(Work instructions): Set down nothing but the lines from the one containing "Exercise. Locate the brown" to the final line of the material, exactly as written, and drop the pictures.
>>>>
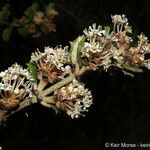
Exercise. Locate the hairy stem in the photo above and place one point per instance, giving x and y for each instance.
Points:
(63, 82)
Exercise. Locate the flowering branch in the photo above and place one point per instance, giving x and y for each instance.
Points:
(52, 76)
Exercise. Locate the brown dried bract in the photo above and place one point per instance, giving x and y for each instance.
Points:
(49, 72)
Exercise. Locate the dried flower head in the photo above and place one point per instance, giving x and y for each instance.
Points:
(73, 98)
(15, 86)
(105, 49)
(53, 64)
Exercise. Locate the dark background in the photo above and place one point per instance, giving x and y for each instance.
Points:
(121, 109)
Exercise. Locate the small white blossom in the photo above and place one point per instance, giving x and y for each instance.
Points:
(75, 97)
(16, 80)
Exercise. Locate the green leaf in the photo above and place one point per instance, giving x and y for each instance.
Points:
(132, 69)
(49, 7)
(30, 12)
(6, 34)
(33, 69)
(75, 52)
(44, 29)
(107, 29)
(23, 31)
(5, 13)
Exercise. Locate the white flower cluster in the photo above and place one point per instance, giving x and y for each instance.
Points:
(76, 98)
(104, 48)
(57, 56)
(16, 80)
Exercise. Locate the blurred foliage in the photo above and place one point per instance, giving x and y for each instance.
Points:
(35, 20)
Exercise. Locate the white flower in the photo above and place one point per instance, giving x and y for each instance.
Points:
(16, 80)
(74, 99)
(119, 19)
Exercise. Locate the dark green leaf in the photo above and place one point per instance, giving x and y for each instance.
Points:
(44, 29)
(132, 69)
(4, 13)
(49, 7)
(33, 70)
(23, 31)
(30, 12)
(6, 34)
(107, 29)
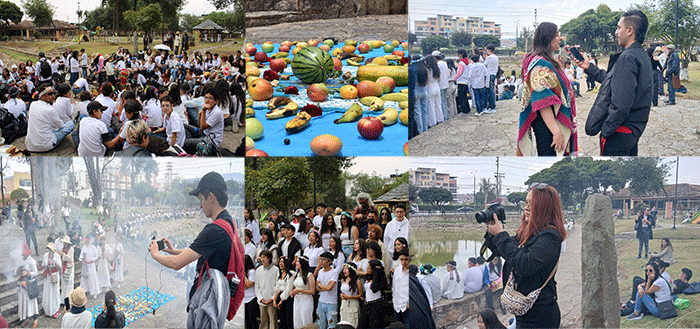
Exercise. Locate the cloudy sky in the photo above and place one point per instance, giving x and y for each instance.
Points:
<<<<
(Written reply):
Exercise. Locate the brown dried bract in the photo above and place one point per instance, giving x and y for each instance.
Points:
(49, 72)
Exercise. Locate the dried flower head in the photo above and place one point per instance, giving x and y for each instance.
Points:
(73, 98)
(15, 86)
(105, 49)
(53, 64)
Exercise. Locate the dark background in the photo above and place one point per instance, giving x and y for each instance.
Points:
(121, 109)
Exercise. Locate the small white blossom in the photo above and place one point per instance, giving x and y for each instance.
Points:
(75, 97)
(16, 80)
Exercise. Locate the green leaf in the photo above and place one point per instance, giving x and y for each instance.
Points:
(132, 69)
(49, 7)
(30, 12)
(6, 34)
(33, 69)
(75, 52)
(44, 29)
(107, 29)
(23, 31)
(5, 13)
Exercise. Locate the white flower cluster in the photo above and place one point per instance, giving x and y for each instance.
Points:
(76, 98)
(104, 48)
(57, 56)
(16, 80)
Exercise. Locate the blurred foliage in the photo above and place one point per instance, giving x and y for each instance.
Points:
(35, 20)
Exercise. Locate the white flower in the photo above and place one point per instance, giving x and y for each instance.
Points:
(16, 80)
(74, 99)
(119, 19)
Exercise. Locate the dark green leaf in the photo above and place one point per instance, giving x and y for each instance.
Points:
(44, 29)
(132, 69)
(4, 13)
(49, 7)
(33, 70)
(23, 31)
(30, 12)
(6, 34)
(107, 29)
Exercise. Locate the cloudy sky in the photo above and place one point per instance, giving x and y for each instance.
Points:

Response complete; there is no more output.